WHAT YOU NEED TO DO
Reproduce the material below in full, substituting "system" for every occurrence of "component" and leaving everything else unchanged.

(Coordinate labeling data)

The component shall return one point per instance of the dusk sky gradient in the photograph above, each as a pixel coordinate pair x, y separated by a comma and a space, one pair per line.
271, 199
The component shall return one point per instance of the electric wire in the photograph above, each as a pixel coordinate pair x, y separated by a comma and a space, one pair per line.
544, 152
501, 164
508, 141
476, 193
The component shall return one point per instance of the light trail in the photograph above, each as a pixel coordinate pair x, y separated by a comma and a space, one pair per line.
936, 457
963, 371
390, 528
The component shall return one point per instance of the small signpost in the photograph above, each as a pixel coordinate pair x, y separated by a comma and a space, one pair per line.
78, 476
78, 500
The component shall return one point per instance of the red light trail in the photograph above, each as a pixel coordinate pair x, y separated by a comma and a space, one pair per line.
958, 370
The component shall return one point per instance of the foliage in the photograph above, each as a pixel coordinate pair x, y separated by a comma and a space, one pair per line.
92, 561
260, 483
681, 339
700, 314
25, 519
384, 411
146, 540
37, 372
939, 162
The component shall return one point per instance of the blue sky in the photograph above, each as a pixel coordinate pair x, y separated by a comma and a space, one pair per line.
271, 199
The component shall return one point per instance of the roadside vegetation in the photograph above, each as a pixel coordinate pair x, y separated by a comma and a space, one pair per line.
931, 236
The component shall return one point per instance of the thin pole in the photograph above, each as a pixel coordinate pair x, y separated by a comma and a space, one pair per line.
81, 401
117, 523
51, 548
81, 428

EXPECTED OUTPUT
The system shall return one point per instance of the dusk sky gradient in the photograph above, each as a pixel coordinate pair x, y separated by a comma and a space, one pair per line.
271, 199
The system shall return one point per instance of the electric wire in the photograph above, each as a pixel coordinate pair x, y separated by a comma and a space, one pair per line.
544, 152
501, 164
508, 141
476, 193
The system shall return one point per instance of the light trail in the photograph above, each as a pixel coordinate pair x, y separated by a comma and a space, one pair per line.
936, 457
963, 371
390, 528
The system shall return one point per instance of the small signpost in the photograph above, each as a pixel coordinate pair x, y separated by a comma and a space, one pair per line.
78, 476
78, 500
The system shall return one point per instance of the red light trail in the photograph above, each as a pixel coordinate pair x, y separated by a comma and a space, one pair per line.
958, 370
The system shall return one point per instance of the foliage in the photograph above, each as a pixel coordinate pair x, y separated by a comma and a space, one pair per line.
92, 561
260, 483
681, 339
700, 314
25, 519
384, 411
146, 540
37, 372
939, 162
The system shall return one point per instance of the blue sky in the photograph above, each as a pixel coordinate pair x, y separated by a comma and a space, one pair per line.
271, 199
The system shall return one point per instance of the roadside vegetation in the photograph above, each as a pixel coordinate pair x, y separated by a comma and a space, one pair per line.
931, 236
The system shall return one point per instance of the thin pole in the photograph above, each as a pixel coordinate pair x, y separated by a comma and a space, one pair per line.
81, 401
117, 523
51, 548
81, 428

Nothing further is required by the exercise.